Short exercise:
Copy the part of the data that opens with the line containing "indicate the overcast" and runs through the end of the data, both ends included, multiplying every point coordinate in the answers by 0.25 and rounding to whole numbers, with halves rounded up. Keep every other line in that part unchanged, including its sample coordinates.

---- Stored rows

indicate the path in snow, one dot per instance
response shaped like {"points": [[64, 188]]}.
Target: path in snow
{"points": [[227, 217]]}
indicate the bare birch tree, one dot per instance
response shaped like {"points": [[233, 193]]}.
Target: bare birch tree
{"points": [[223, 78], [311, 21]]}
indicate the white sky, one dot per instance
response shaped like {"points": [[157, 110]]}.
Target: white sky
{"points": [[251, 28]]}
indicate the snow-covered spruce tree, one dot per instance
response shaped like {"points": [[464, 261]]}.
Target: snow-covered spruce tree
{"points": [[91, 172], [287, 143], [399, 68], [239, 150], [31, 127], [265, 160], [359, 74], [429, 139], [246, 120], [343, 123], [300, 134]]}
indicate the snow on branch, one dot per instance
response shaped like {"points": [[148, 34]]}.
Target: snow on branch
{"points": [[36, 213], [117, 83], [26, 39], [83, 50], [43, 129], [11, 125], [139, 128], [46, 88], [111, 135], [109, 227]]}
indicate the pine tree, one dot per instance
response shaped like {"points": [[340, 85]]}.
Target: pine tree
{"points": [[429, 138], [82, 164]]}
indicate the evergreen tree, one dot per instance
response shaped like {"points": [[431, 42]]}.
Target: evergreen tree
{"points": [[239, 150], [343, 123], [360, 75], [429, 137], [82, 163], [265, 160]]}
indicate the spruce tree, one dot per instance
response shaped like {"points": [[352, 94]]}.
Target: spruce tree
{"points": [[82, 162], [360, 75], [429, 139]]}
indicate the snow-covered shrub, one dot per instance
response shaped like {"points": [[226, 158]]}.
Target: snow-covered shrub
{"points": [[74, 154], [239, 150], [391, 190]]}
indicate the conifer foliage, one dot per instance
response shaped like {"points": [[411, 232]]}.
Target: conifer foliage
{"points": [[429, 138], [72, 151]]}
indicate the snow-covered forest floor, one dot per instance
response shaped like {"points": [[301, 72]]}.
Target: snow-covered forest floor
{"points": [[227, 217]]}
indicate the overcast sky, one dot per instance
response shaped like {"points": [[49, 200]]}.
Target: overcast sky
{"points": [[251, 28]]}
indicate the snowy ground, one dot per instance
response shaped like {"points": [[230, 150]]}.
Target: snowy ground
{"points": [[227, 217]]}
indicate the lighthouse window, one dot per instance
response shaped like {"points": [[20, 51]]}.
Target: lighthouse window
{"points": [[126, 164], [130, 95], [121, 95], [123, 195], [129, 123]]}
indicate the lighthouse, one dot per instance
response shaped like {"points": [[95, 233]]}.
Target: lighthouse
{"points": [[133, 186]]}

--------

Answer below:
indicate the overcast sky, one dot per instance
response shaped like {"points": [[49, 200]]}.
Target: overcast sky
{"points": [[63, 7]]}
indicate the snowy ground, one dot per instance
response shaped like {"points": [[230, 150]]}.
Target: snowy ground
{"points": [[57, 54]]}
indicate the lighthouse window, one dot per instance
response shaped like {"points": [[20, 51]]}.
Target: lighthouse window
{"points": [[32, 41], [33, 24], [30, 24], [31, 49], [32, 31]]}
indicate the lighthouse, one dot per instance
response shaped like {"points": [[95, 233]]}.
Target: lighthouse
{"points": [[33, 47]]}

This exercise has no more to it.